++++ Data supplied ++++

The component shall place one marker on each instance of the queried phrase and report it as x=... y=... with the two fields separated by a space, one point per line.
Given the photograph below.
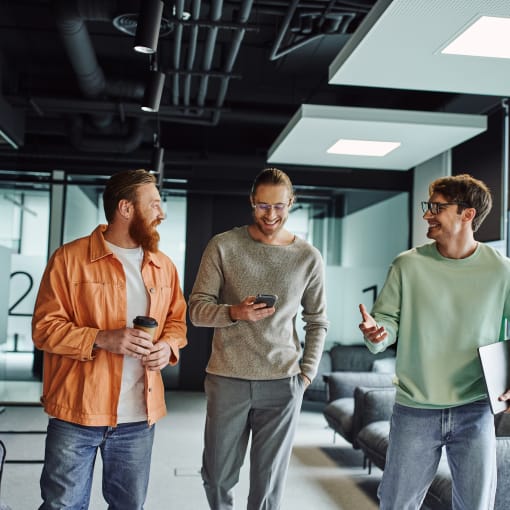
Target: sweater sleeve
x=314 y=317
x=204 y=306
x=386 y=309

++++

All of the entries above must be reproduced exactly, and no image may be included.

The component shall place one marker on each instance of the queried phrase and report it as x=... y=... with the two fields separated by a space, one point per line.
Given the photograph below.
Target: sweater sleeve
x=314 y=317
x=204 y=306
x=386 y=309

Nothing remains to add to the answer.